WRITTEN PROBLEM -> Copy out the lines below word for word, starting with the line that contains "Thank you for the photo. Could you point to the dirt" and going on through the line that contains "column 224, row 202".

DATA FOR THE TASK ->
>> begin

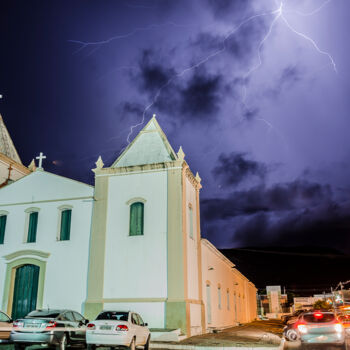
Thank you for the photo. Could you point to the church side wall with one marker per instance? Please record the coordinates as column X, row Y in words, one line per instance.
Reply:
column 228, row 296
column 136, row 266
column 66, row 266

>> end
>> begin

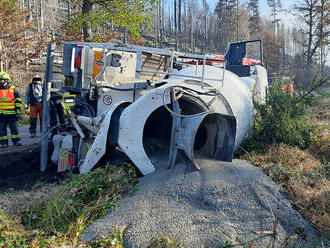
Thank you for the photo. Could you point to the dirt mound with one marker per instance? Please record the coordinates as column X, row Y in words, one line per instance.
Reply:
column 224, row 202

>> end
>> begin

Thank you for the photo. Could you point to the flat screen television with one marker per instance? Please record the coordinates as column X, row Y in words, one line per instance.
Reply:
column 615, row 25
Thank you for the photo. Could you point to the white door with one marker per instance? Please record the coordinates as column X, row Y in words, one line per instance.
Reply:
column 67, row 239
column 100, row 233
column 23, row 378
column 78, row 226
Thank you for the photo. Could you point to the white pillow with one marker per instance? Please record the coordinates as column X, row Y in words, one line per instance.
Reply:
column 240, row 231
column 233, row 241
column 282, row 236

>> end

EXERCISE RESULT ->
Thank you for the photo. Could you point to the dirt mound with one marker per instance? Please record the coordinates as column X, row Y in words, one line per instance.
Reply:
column 224, row 202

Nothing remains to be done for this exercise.